Usage Summary¶

breseq¶

Usage:

breseq -r reference1.gbk [-r reference2.gbk ...] reads1.fastq [reads2.fastq, reads3.fastq...]

Run the breseq mutation prediction pipeline.

Required options:

-r <file_path>, --reference <file_path>¶: Input reference genome sequence files in GenBank, GFF3, or FASTA format. If there are multiple reference sequences stored in separate files (e.g., a bacterial genome and a plasmid), this option can be supplied multiple times.

reads1.fastq [reads2.fastq, reads3.fastq...]¶: The remaining arguments at the command line are the FASTQ input files of reads. FASTQ files with base quality scores that are not in SANGER format will be converted. In addition, reads with >50% N bases will be removed from the converted FASTQ file by default. breseq re-calibrates the error rates for each FASTQ file separately, so data sets that were generated independently should be stored in different input files.

Commonly used options:

-n <string>, --name <string>¶: Human-readable name of the analysis run for output (DEFAULT=<none>).

Data extract ▸
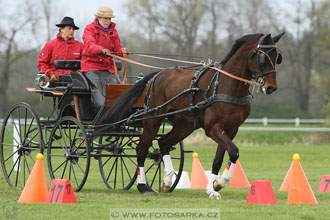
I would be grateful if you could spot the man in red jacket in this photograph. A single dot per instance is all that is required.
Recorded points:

Exercise instructions ▸ In the breseq usage summary, which reads are removed from the converted FASTQ file by default?

Response box ▸ Reads with more than 50% N bases.